=== Exercise passage ===
By KELIN DILLON
In a new editorial column published in daily Mexican newspaper El Universal, Free University of Berlin mathematician Raúl Rojas revealed that Mexico is anticipated to experience 64,000 covid-19-related deaths across the course of 2023 – a far cry from the calculations once touted to the public by Mexican Undersecretary of Prevention and Health Promotion Hugo López-Gatell back in 2020.
Just the forecasted 2023 death toll alone is disappointing disparity from López-Gatell’s initial covid-related death estimates, as the public health official initially calculated a maximum of 60,000 deaths across the entirety of the pandemic in what would be a “catastrophic scenario” back in June 2020 and a projected end date to the pandemic in Mexico of June 25, 2020.
However, the covid-related death toll in the country had passed López-Gatell’s estimates a long time ago; according to Rojas and data from Mexico’s National Institute of Statistics and Geography (INEGI) from the start of the pandemic until the end of 2022, Mexico’s current covid-related death toll stands at 793,625 persons, while the virus continues to take the lives of thousands across the nation.
“There were several waves of infections of different intensity, and by March 2021 the National Health Survey revealed, through blood samples, that half of Mexicans had already been infected by covid,” wrote Rojas in his El Universal editorial. “In other words, 66 million people infected, instead of the few thousand that López-Gatell predicted in April 2020.”

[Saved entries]
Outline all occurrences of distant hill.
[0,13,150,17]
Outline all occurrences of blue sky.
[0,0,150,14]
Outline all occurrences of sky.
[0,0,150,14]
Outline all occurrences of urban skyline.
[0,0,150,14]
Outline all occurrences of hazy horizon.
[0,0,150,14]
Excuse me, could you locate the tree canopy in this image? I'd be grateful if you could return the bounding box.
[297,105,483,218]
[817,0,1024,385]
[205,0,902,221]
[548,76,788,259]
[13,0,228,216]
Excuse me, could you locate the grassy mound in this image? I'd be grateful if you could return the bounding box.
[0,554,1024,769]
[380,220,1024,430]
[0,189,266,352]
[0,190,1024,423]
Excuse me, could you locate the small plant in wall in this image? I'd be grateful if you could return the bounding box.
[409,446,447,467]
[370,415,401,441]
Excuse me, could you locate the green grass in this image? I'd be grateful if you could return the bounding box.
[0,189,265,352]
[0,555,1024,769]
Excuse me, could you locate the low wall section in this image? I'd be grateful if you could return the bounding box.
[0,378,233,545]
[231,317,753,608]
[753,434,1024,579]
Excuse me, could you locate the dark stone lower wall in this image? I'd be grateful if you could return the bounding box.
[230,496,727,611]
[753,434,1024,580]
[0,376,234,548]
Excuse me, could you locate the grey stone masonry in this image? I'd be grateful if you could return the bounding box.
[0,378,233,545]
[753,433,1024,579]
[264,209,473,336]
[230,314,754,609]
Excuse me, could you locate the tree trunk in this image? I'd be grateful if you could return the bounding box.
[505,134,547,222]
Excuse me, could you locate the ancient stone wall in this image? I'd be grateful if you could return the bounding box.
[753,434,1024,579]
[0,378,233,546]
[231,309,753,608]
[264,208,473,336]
==
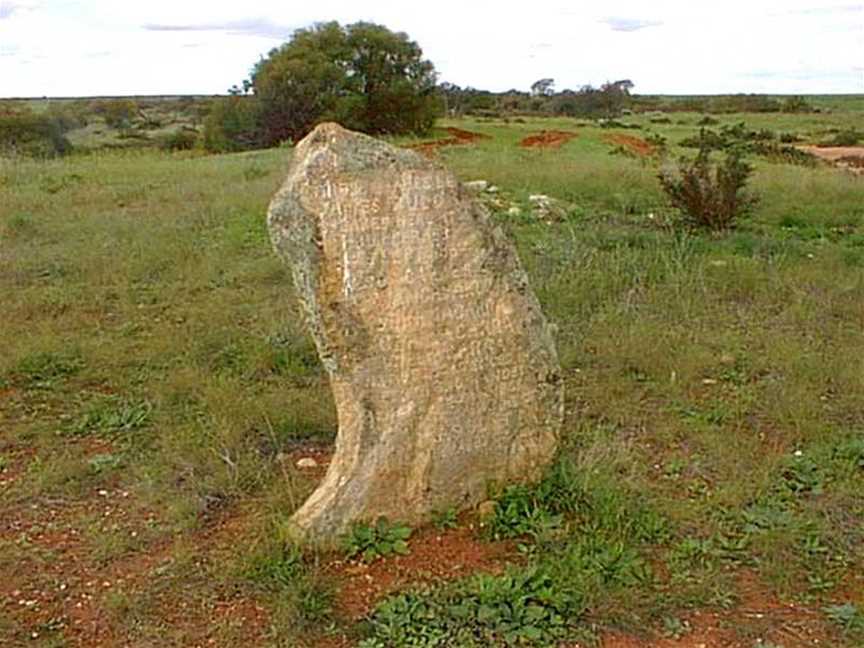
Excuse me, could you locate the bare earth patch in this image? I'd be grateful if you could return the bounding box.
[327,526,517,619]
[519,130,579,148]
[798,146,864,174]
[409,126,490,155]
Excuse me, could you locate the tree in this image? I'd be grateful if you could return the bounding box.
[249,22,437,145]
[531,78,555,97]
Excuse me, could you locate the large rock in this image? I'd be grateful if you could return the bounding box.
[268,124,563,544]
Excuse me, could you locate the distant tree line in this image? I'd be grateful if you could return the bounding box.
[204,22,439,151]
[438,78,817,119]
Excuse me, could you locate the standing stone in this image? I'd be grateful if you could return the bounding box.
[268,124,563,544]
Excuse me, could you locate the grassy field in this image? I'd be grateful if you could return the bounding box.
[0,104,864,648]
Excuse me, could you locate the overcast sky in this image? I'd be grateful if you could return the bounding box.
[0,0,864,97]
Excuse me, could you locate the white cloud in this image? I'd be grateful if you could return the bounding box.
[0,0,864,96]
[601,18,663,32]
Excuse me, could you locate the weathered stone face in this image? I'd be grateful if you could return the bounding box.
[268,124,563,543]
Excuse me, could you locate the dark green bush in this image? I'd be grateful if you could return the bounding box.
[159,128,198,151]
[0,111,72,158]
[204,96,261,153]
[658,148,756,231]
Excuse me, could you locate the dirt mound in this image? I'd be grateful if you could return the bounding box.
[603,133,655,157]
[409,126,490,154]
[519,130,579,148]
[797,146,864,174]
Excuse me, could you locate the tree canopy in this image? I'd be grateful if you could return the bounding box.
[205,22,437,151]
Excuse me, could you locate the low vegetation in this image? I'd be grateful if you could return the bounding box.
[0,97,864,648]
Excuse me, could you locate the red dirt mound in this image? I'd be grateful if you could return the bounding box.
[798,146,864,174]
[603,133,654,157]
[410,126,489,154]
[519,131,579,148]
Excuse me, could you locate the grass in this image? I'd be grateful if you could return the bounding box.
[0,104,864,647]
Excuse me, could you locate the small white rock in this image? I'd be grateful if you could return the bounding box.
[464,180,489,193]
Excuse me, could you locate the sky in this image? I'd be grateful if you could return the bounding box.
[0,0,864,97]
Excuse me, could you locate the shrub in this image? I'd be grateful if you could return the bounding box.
...
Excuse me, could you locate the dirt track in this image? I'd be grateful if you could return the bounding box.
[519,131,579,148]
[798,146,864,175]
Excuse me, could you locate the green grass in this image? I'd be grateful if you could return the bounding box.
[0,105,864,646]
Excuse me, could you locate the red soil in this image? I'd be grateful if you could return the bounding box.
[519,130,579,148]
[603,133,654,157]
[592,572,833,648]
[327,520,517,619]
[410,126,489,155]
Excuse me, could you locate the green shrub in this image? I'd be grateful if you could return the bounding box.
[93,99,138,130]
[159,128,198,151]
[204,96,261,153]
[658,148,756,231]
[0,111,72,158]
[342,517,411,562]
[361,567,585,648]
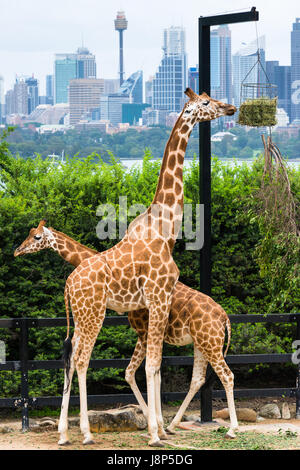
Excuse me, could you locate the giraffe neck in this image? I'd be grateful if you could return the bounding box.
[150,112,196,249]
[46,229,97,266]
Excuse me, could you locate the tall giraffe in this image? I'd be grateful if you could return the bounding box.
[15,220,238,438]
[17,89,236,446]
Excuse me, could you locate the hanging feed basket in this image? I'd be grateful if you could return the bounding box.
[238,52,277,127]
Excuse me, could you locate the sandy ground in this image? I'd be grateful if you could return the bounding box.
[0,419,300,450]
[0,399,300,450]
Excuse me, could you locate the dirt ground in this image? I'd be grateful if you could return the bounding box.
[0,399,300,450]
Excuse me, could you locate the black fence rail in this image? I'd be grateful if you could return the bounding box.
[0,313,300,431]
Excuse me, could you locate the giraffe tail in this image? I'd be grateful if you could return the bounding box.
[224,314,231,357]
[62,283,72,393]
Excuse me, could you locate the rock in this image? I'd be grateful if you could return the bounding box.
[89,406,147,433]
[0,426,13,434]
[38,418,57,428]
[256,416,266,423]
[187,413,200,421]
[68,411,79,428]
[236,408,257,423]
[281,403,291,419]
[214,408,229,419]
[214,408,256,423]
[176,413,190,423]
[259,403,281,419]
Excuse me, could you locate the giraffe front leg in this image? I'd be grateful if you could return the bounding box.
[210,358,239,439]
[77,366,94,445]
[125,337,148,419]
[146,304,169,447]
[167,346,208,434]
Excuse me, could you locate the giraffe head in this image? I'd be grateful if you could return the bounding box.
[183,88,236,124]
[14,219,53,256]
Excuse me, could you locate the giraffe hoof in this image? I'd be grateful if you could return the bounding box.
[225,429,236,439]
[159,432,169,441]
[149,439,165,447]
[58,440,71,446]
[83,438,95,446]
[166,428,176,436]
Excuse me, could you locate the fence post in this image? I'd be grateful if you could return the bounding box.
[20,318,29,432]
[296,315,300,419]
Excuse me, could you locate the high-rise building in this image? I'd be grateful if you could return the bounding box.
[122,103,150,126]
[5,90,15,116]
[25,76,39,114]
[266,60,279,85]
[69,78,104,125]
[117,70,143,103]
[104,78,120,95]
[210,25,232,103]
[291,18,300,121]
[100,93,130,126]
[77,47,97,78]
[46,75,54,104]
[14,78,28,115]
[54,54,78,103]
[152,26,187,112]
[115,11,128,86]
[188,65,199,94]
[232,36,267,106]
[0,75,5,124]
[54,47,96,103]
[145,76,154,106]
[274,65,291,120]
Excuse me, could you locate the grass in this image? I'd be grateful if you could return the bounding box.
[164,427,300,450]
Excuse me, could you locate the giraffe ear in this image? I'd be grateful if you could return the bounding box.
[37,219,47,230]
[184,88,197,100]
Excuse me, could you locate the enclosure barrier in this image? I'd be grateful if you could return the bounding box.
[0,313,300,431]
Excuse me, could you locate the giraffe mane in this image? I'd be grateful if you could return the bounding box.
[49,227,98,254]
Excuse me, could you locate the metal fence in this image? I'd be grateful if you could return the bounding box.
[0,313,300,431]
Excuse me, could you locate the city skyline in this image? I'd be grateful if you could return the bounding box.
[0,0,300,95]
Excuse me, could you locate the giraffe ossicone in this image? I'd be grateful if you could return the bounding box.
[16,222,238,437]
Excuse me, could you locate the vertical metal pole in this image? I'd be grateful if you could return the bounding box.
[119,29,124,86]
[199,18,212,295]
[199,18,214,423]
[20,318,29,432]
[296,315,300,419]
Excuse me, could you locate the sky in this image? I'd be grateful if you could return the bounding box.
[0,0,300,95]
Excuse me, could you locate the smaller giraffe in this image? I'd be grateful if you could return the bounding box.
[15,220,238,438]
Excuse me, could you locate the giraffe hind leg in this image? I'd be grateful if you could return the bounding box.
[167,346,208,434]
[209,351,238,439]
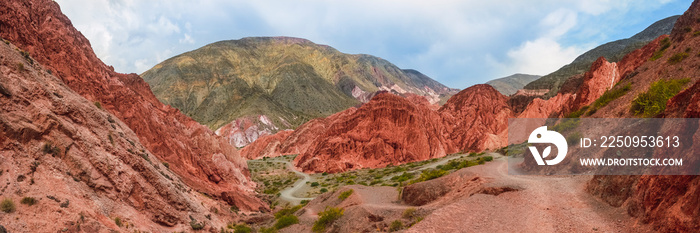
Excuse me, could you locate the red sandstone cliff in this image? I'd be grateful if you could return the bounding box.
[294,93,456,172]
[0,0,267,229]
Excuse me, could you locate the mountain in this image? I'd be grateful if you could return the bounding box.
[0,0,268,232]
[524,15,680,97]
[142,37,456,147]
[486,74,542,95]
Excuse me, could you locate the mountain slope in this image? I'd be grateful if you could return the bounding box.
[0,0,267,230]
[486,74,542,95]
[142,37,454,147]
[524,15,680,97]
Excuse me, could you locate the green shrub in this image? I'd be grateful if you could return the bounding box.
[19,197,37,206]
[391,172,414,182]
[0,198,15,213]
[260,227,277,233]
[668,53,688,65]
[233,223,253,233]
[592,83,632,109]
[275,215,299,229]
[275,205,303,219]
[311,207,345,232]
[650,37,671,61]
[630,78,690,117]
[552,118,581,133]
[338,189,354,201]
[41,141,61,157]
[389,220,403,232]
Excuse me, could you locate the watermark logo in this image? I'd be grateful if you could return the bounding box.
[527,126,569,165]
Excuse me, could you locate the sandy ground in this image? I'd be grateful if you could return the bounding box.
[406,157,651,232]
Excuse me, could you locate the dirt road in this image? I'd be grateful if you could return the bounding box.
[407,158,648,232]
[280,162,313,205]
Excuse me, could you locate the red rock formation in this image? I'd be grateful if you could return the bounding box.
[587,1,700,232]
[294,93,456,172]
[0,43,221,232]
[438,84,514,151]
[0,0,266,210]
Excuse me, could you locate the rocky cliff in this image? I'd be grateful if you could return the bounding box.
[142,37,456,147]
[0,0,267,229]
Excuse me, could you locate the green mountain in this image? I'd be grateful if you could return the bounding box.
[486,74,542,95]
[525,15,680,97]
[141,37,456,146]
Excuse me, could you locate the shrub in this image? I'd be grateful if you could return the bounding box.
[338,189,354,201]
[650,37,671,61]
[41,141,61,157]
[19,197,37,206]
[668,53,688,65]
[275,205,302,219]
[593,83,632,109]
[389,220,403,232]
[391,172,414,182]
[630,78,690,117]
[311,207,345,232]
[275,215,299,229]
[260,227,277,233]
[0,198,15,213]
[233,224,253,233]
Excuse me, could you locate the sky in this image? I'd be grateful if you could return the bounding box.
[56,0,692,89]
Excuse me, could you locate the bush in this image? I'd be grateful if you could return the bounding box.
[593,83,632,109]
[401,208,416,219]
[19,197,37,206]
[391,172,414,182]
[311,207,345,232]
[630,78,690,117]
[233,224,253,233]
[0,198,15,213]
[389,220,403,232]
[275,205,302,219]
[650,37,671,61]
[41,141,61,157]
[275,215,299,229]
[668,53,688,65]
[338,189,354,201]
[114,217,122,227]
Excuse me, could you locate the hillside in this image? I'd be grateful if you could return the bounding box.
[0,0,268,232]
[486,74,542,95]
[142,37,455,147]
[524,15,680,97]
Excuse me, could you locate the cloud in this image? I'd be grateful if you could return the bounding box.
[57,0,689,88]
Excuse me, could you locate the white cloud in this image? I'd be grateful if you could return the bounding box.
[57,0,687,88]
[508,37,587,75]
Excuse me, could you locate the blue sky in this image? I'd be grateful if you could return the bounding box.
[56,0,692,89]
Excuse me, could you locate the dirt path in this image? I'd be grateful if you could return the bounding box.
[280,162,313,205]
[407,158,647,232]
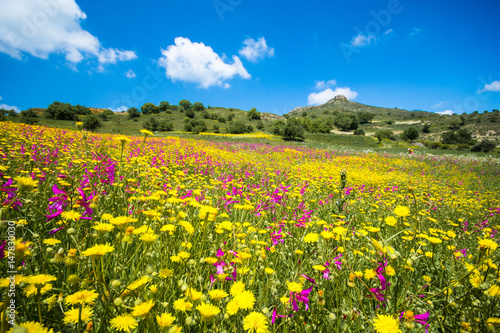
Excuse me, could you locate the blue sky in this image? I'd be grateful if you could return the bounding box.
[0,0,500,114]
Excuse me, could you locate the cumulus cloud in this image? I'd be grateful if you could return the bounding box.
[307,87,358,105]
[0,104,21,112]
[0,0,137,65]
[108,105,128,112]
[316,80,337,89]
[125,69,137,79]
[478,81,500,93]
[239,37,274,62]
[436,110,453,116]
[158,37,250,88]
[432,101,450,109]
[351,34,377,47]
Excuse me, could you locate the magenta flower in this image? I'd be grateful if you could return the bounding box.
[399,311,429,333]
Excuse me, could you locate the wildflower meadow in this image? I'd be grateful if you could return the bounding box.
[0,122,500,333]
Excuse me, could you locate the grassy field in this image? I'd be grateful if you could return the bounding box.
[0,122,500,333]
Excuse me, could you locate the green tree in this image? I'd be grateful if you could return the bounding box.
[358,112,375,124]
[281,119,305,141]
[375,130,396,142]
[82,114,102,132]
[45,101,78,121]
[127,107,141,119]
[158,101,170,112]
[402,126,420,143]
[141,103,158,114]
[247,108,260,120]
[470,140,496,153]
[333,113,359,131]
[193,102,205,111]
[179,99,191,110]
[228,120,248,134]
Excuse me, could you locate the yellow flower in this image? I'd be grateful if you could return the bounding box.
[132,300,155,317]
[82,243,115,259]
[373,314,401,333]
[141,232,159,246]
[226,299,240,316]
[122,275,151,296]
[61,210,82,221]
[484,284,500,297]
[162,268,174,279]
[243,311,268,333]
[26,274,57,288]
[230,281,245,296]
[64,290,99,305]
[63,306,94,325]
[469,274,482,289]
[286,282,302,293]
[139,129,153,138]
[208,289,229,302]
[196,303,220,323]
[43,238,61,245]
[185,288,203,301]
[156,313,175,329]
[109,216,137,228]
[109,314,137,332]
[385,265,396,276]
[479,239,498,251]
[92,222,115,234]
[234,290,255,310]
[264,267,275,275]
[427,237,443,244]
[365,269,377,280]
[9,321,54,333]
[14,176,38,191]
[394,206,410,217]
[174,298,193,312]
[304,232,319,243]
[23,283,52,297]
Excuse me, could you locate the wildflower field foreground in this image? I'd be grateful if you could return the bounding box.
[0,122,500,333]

=== Description of the task ===
Please write the next part of the article about Mexico's covid-19 death toll, starting right after its last sentence. The lines above can be set aside.

=== Result for this task ===
Rojas went on to point out that López-Gatell’s public disdain for masks at the start of the pandemic, which later became mandatory as scientific evidence came to prove the transmission of covid-19 through the air, may have only exacerbated the widespread contraction of the virus across the Mexican public.
“It is not an exaggeration to say that the handling of the epidemic by the Mexican authorities was a spectacular debacle, something never seen before, even in Mexico, where we have already seen everything,” said Rojas. “And to date no one has resigned, it is not even accepted that they have made mistakes: it turns out that what the officials said, they did not say, and that the deaths were not that many (since there was always an underreporting of deaths). People were dying in their homes while the government congratulated itself on its great performance, saying that ‘Mexico gave an example to the world.’”
As for Mexico’s present-day situation with the virus, Rojas points to the mass vaccination campaigns and the diminished lethality of covid-19’s later-emerged variants as integral to Mexico’s re-opening and the population’s return to work.
But still, Rojas said, Mexico’s fight against the contagious virus is far from over.
“We have not reached zero hospitalized, nor will we reach it in the near future,” wrote Rojas. “The SARS-CoV-2 virus has entered the environment of viruses that we are confronted with in daily life, and we will have to get used to living with it.”
“The good news is that covid is no longer more dangerous than influenza, for people over 60, and it is even less dangerous for the very young,” continued Rojas. “The bad news is that covid is much more contagious than the flu. In the case of the United States, by 2023 it is projected that deaths from covid will be equal to about three times the number of deaths from influenza. It is as if in today’s new world the flu, with which we have lived for a century, has quadrupled in danger.”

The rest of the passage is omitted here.